**WHAT TO WORK ON**:
- A) Render this sentence from the haircare passage in Spanish: "Curly hair needs moisture, something that sulfate-heavy shampoos end up stripping away."
- B) Rewrite everything in the haircare passage from "Joining this movement" down to "regular sulfate-laden shampoos.", putting "plant-based" in place of "botanical".

(QUOTED PASSAGE)

For a long time society has forced women of color to emulate Western hair while damaging theirs in the process. Flipping the switch on chemical straightening treatments, a new generation of brands has emerged to help restore the health of natural curls and coils. Curly hair needs moisture, something that sulfate-heavy shampoos end up stripping away. Newcomers include Pattern Beauty, Dizziak, and Bouclème, owned by naturally curly-haired founders and offering products that use gentle ingredients to hydrate and treat.
Joining this movement are haircare brands such as Chāmpo (pronounced shar-pour, meaning “to press and knead the muscles” in Hindi) that combine new technology with botanical ingredients to promote the Ayurvedic principles of mind and balance. This aligns with the trend for “co-washing,” a process that swaps shampoo for a conditioner with mild cleansing agents to clean and condition hair without depleting its natural oils. A great option for dry hair, it prevents the damage that can be caused by regular sulfate-laden shampoos.
As with skin care, a relatively new entry to the world of Western haircare is the conditioning oil. While some may have a morbid fear of this all-natural substance, it’s a much-loved secret weapon of many beauty ritualists. Artist and jeweler Arpana Rayamajhi learned about the advantages from her mother while growing up in Nepal, and continues the tradition: “Nepalese women are really big into oiling. On my hair I use everything from olive oil to mustard oil, almond oil and amla oil, which comes from the Indian gooseberry.”

(End QUOTED PASSAGE)
(MATERIAL PROVIDED)

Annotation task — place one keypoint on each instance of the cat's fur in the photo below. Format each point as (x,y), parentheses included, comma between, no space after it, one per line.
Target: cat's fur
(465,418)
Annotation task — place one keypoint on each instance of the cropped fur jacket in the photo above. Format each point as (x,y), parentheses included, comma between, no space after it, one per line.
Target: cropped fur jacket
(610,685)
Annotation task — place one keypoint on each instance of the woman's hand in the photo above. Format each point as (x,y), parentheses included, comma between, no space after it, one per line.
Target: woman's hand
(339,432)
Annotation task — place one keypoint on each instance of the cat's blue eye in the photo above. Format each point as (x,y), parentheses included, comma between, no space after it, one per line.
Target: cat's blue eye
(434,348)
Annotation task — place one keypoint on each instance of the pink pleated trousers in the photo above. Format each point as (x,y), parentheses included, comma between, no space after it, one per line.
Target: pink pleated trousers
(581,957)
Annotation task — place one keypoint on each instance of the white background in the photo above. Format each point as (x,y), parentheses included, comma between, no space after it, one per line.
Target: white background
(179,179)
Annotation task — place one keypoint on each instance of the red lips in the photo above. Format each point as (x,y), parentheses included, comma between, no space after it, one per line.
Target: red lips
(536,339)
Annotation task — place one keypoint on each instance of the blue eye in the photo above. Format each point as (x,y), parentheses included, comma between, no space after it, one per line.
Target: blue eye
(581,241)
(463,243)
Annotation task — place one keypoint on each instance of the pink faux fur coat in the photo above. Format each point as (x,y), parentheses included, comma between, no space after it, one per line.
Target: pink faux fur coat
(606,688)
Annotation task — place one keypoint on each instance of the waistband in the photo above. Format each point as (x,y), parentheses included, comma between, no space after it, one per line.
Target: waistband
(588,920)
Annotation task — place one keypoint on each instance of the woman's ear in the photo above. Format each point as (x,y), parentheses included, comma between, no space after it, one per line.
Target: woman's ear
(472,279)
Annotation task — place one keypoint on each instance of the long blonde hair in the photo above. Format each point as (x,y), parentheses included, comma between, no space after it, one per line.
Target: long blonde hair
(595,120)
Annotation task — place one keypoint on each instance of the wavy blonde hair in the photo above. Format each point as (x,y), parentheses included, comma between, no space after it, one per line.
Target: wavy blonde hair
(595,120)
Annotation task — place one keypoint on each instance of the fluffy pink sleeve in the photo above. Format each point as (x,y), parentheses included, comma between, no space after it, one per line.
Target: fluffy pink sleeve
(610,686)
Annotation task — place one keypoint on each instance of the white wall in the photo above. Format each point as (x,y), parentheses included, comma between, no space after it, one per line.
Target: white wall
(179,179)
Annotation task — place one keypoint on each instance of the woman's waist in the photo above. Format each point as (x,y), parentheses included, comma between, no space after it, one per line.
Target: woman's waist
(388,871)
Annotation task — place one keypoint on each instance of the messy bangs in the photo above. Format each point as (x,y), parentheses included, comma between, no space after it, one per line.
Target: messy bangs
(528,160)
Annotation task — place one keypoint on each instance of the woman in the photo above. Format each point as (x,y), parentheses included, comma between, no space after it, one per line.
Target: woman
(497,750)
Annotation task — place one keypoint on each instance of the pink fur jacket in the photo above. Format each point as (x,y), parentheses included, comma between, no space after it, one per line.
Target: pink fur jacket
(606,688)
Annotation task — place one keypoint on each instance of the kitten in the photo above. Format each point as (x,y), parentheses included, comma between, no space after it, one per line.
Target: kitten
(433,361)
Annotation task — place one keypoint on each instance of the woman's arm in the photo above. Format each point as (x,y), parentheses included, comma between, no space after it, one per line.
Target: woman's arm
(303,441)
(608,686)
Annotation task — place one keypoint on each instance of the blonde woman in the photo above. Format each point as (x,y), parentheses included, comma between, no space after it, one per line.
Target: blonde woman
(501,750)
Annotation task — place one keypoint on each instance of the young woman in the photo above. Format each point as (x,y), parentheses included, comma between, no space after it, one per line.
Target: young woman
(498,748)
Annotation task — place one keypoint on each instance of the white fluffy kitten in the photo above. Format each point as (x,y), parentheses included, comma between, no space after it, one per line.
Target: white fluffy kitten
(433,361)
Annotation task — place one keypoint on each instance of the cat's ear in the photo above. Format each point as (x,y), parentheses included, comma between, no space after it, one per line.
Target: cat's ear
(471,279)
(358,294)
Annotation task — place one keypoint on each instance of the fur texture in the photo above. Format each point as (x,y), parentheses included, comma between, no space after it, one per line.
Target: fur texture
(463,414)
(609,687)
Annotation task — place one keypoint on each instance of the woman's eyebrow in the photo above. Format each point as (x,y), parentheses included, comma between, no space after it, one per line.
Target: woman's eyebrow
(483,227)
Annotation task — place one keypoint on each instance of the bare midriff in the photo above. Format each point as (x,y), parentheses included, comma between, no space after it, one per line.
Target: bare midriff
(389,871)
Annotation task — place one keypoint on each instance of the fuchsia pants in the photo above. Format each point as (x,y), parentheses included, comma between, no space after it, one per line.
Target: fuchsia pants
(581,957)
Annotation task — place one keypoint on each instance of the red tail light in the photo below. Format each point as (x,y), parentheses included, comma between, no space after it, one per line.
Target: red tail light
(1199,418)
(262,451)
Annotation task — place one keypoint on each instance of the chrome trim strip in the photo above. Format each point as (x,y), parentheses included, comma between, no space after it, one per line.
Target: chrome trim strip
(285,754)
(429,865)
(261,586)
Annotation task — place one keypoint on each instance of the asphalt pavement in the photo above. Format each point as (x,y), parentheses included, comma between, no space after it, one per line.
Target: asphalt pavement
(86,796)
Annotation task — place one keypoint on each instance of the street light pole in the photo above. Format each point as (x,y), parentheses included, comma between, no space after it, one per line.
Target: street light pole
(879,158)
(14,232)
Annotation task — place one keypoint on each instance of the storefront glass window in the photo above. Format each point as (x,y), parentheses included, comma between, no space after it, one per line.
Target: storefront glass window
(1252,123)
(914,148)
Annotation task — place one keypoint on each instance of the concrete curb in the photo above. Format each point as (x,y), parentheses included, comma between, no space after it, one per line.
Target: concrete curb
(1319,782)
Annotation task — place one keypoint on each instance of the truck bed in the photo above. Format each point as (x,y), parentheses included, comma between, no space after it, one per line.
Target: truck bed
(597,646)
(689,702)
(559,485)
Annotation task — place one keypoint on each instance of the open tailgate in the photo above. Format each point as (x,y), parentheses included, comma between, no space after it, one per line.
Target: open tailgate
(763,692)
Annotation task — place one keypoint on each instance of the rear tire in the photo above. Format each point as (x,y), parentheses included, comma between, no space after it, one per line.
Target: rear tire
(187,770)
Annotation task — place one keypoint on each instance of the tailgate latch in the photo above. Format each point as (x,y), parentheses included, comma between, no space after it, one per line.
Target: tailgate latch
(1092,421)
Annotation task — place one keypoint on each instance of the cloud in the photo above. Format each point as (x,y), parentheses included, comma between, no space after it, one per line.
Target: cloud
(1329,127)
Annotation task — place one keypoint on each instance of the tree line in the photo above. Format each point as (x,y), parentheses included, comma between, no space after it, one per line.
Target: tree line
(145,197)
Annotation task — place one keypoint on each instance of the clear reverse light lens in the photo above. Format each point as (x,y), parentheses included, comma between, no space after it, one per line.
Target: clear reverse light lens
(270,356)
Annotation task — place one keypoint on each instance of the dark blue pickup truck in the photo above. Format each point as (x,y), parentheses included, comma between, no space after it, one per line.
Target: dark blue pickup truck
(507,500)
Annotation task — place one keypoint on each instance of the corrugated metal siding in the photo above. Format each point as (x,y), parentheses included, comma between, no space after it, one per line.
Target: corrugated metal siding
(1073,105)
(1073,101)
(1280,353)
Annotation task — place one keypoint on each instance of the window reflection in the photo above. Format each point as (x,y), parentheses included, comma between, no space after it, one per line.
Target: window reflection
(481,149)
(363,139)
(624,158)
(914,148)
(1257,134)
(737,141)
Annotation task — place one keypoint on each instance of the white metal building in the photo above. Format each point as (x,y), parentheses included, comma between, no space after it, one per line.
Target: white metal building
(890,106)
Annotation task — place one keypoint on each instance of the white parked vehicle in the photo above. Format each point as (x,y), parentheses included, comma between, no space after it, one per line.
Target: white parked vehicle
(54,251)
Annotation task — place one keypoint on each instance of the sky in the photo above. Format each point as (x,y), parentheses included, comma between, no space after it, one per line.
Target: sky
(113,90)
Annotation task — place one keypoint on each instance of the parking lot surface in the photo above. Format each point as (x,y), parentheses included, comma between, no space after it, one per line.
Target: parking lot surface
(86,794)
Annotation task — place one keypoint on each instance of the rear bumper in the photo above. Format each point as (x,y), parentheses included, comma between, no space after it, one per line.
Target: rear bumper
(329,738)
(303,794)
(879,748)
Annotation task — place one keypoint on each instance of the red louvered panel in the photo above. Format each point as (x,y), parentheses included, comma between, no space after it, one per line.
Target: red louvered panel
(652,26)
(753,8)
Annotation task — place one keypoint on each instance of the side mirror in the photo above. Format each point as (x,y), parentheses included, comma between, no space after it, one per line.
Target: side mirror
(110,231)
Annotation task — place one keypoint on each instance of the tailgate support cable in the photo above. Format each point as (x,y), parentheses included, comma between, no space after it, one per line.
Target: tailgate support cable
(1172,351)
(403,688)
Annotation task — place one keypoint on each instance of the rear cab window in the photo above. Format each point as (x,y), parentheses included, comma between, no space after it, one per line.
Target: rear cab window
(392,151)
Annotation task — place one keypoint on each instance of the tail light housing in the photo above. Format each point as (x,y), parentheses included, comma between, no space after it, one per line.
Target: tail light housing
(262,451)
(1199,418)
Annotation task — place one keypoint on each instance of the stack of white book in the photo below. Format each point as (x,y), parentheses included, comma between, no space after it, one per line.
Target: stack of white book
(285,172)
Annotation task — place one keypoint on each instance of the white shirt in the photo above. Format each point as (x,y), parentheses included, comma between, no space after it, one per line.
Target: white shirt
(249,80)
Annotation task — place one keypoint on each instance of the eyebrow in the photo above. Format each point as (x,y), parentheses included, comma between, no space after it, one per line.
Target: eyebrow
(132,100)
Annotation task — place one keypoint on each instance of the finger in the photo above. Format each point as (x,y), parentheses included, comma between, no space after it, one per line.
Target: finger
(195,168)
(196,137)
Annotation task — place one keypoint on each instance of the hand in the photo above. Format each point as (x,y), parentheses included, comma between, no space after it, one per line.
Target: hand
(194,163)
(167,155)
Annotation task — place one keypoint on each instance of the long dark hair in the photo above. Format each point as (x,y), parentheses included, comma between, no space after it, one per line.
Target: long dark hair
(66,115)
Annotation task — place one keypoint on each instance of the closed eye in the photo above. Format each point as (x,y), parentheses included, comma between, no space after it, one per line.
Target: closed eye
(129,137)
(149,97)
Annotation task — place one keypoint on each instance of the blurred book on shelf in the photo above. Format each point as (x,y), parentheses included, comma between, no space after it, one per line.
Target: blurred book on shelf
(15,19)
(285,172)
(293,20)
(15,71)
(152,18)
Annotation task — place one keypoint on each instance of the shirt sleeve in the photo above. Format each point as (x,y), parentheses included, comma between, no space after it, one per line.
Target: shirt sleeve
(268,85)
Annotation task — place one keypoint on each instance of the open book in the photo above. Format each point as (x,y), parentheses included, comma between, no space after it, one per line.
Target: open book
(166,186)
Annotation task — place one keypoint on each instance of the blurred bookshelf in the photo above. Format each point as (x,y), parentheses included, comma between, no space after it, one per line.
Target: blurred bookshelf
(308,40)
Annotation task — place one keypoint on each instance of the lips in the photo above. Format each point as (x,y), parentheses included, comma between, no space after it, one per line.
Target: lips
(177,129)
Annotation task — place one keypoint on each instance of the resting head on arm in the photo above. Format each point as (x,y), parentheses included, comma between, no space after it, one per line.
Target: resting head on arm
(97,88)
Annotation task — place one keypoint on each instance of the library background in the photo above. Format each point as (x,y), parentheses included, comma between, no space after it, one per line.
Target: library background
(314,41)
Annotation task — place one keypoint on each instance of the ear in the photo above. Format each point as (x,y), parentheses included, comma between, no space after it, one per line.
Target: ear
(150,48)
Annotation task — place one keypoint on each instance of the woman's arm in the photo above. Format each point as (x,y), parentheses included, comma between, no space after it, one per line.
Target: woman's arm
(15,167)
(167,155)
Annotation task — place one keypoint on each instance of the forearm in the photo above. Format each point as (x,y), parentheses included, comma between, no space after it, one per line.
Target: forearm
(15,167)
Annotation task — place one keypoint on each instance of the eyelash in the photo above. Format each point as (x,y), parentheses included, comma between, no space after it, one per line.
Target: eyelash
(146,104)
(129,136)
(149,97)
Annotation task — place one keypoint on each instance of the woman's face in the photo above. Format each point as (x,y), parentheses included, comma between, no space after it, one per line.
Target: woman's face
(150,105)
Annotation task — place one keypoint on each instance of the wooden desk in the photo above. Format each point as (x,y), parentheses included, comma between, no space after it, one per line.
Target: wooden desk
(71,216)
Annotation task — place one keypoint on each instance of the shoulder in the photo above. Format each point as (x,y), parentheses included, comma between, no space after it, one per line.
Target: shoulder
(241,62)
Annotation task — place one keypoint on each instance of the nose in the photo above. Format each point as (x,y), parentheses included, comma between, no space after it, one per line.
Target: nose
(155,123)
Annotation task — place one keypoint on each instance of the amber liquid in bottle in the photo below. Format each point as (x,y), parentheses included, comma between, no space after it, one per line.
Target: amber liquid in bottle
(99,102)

(End MATERIAL PROVIDED)

**TASK-BY-TASK SOLUTIONS**:
- A) El cabello rizado necesita humedad, algo que los champús cargados de sulfatos terminan eliminando.

- B)
Joining this movement are haircare brands such as Chāmpo (pronounced shar-pour, meaning “to press and knead the muscles” in Hindi) that combine new technology with plant-based ingredients to promote the Ayurvedic principles of mind and balance. This aligns with the trend for “co-washing,” a process that swaps shampoo for a conditioner with mild cleansing agents to clean and condition hair without depleting its natural oils. A great option for dry hair, it prevents the damage that can be caused by regular sulfate-laden shampoos.